- [YOUR OBJECTIVE] Copy out every item below word for word, but leave out the pictures.

(Location annotation dataset excerpts)
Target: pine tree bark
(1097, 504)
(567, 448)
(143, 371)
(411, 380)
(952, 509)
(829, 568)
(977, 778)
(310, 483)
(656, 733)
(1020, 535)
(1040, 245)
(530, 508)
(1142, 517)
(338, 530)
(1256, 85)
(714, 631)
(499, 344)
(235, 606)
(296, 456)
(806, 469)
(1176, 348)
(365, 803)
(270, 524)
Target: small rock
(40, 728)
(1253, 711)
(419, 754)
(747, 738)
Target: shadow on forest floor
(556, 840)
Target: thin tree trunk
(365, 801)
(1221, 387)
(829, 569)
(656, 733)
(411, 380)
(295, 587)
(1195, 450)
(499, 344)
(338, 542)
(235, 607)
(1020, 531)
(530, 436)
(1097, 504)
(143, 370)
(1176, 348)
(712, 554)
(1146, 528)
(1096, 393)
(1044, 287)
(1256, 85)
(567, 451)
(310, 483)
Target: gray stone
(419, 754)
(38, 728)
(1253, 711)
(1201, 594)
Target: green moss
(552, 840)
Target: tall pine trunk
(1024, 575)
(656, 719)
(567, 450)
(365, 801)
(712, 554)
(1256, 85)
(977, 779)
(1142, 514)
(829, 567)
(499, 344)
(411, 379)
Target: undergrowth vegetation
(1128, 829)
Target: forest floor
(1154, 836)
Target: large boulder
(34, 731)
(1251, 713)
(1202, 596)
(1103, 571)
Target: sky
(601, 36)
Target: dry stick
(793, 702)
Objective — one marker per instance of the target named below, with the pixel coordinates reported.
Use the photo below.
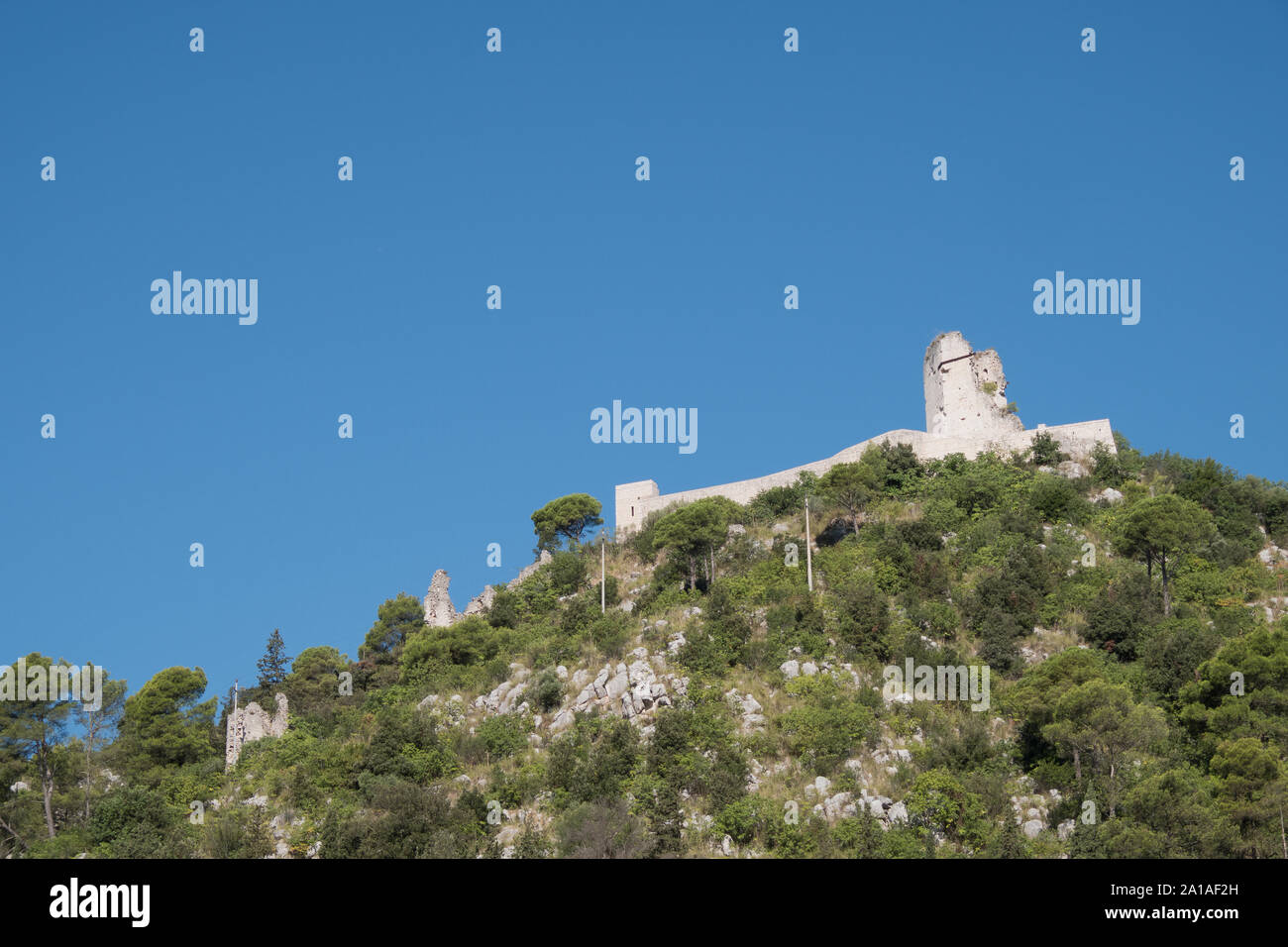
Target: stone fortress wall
(965, 414)
(250, 723)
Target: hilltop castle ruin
(966, 412)
(250, 723)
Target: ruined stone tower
(250, 723)
(965, 390)
(965, 414)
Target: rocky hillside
(1016, 657)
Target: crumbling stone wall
(250, 723)
(965, 390)
(965, 395)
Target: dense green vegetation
(1137, 647)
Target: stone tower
(250, 723)
(965, 390)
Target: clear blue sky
(518, 169)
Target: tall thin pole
(809, 560)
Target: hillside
(1120, 628)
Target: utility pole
(809, 560)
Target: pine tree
(273, 667)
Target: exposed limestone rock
(250, 723)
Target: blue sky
(518, 169)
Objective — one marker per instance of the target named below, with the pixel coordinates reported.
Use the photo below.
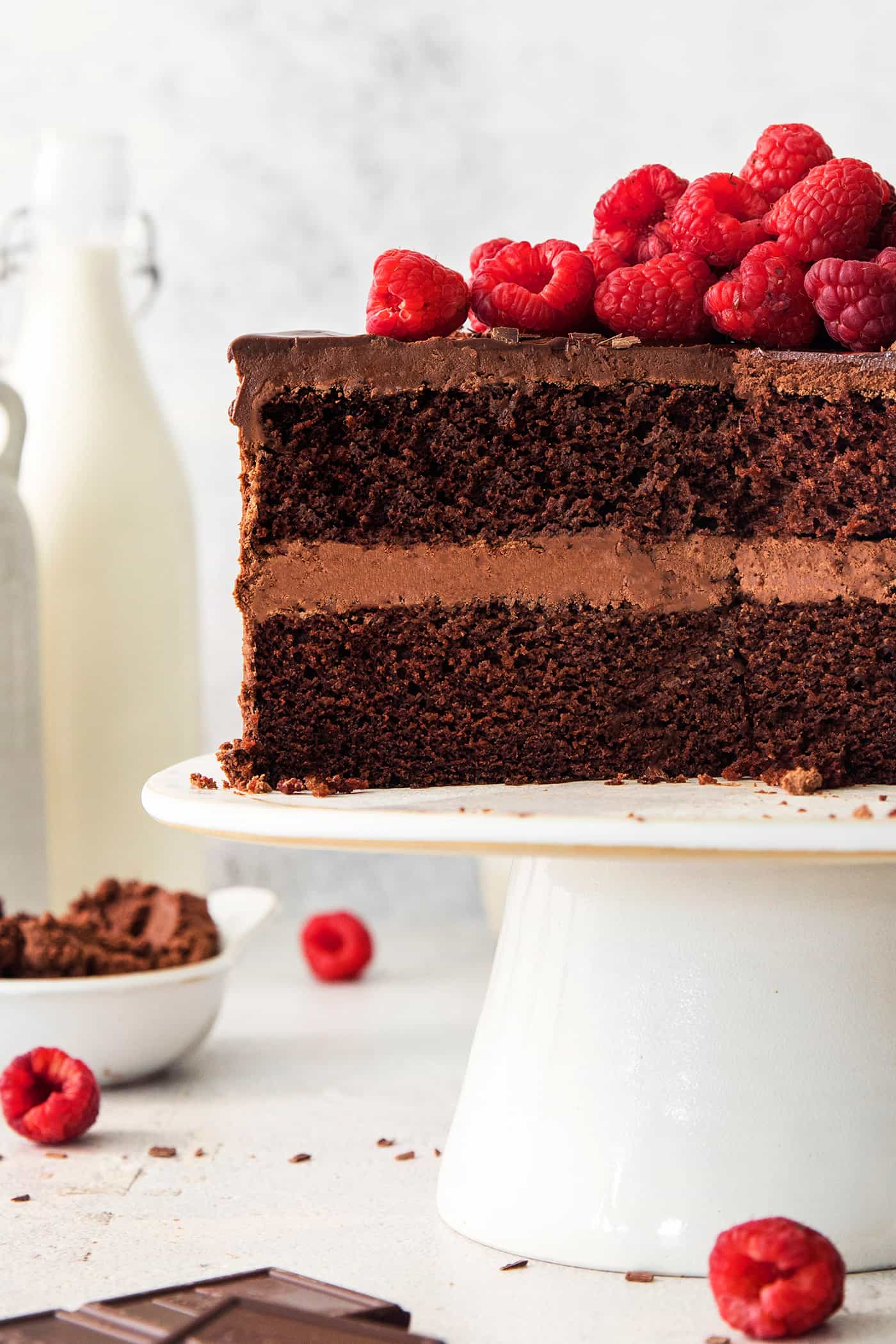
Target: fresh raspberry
(605, 260)
(543, 289)
(483, 252)
(884, 232)
(829, 212)
(414, 298)
(656, 243)
(49, 1097)
(656, 300)
(782, 156)
(774, 1279)
(764, 301)
(719, 218)
(336, 945)
(627, 212)
(856, 300)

- [RESULT OF THIS EXERCISE]
Target: pine tree bark
(1097, 504)
(567, 448)
(143, 371)
(411, 380)
(952, 509)
(829, 568)
(977, 778)
(310, 483)
(656, 733)
(1020, 535)
(1040, 245)
(530, 508)
(1142, 517)
(338, 530)
(1256, 85)
(714, 631)
(499, 344)
(235, 606)
(296, 456)
(806, 469)
(1176, 348)
(365, 803)
(270, 524)
Target: small rock
(40, 728)
(1253, 711)
(419, 754)
(747, 738)
Target: shadow on forest floor
(556, 840)
Target: thin tree trunk
(365, 801)
(1221, 387)
(829, 569)
(656, 733)
(411, 380)
(295, 587)
(1195, 450)
(499, 344)
(338, 542)
(235, 607)
(1020, 531)
(530, 436)
(1097, 504)
(143, 370)
(1176, 348)
(712, 554)
(1146, 528)
(1096, 393)
(1044, 287)
(1256, 85)
(567, 451)
(310, 483)
Target: gray stone
(419, 754)
(38, 728)
(1253, 711)
(1201, 594)
Target: green moss
(552, 840)
Target: tall pine trunk
(1024, 575)
(656, 719)
(567, 450)
(365, 801)
(712, 554)
(1256, 85)
(977, 779)
(1142, 514)
(829, 567)
(499, 344)
(411, 379)
Target: undergrowth vegetation
(1128, 829)
Target: forest floor
(1154, 836)
Target: large boulder
(34, 731)
(1251, 713)
(1202, 596)
(1103, 571)
Target: sky
(601, 36)
Target: dry stick
(793, 702)
Objective — one marker per instance of the target named below, with the pixel coordinates reported.
Use the photo below.
Target: stone fortress wall
(965, 414)
(250, 723)
Target: hilltop castle ruin
(966, 412)
(250, 723)
Target: ruined stone tower
(250, 723)
(965, 390)
(965, 414)
Target: rocky hillside
(1016, 657)
Target: crumbling stone wall
(250, 723)
(965, 390)
(965, 395)
Target: dense green vegetation
(1137, 647)
Target: stone tower
(250, 723)
(965, 390)
Target: clear blue sky
(518, 169)
Target: tall thin pole
(809, 560)
Target: hillside
(1120, 628)
Target: utility pole
(809, 560)
Target: pine tree
(273, 667)
Target: exposed limestone rock
(250, 723)
Target: blue sky
(518, 169)
Objective — one marker per instance of the target named below, with the pixel coordinates reported.
Use the photo below.
Target: fresh raspberry
(605, 260)
(543, 289)
(483, 252)
(884, 232)
(829, 212)
(414, 298)
(656, 243)
(49, 1097)
(656, 300)
(782, 156)
(774, 1279)
(764, 301)
(719, 218)
(336, 945)
(627, 212)
(856, 300)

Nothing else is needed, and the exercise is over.